● **Leestekst**:
Hoofdstuk 6 Flashcards
Brein-centrische opvattingen
Kijken alleen naar het brein in poging om de geest te begrijpen, omgeving en rest van het lichaam worden vergeten.
Frankenstein hypothese
De onjuiste hypothese dat de geest valt te begrijpen door alleen te kijken naar het brein.
De belichaamde cognitie
De cognitieve toestanden van een wezen worden bepaald of minstens sterk beïnvloed door het type lichaam dat een wezen heeft.
Gesitueerde cognitie
De cognitieve toestanden van een wezen worden bepaald of minstens sterk beïnvloed door het type omgeving waarin het wezen leeft. (voorbeeld hiervan is nestbouw door termieten)

● **Wat te doen**:
a - Vertaal deze zin uit de leestekst naar het Engels: "De cognitieve toestanden van een wezen worden bepaald of minstens sterk beïnvloed door het type lichaam dat een wezen heeft."
b - Beoordeel voor elke bewering of die overeenkomt met de leestekst. Antwoord met ja of nee en citeer letterlijk de woorden die de doorslag geven. (i) De Frankenstein-hypothese wordt in de tekst als juist voorgesteld. (ii) Gesitueerde cognitie gaat over de invloed van de omgeving op de cognitieve toestanden van een wezen. (iii) Nestbouw door termieten wordt genoemd als voorbeeld van belichaamde cognitie.

● **Aangeleverd materiaal**:

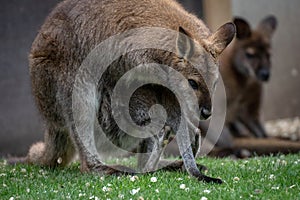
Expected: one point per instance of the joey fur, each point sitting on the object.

● **Antwoorden op volgorde**:
a - The cognitive states of a being are determined, or at least strongly influenced, by the type of body that a being has.

b -
(i) Nee: "De onjuiste hypothese dat de geest valt te begrijpen door alleen te kijken naar het brein."
(ii) Ja: "het type omgeving waarin het wezen leeft"
(iii) Nee: onder "Gesitueerde cognitie" staat "(voorbeeld hiervan is nestbouw door termieten)".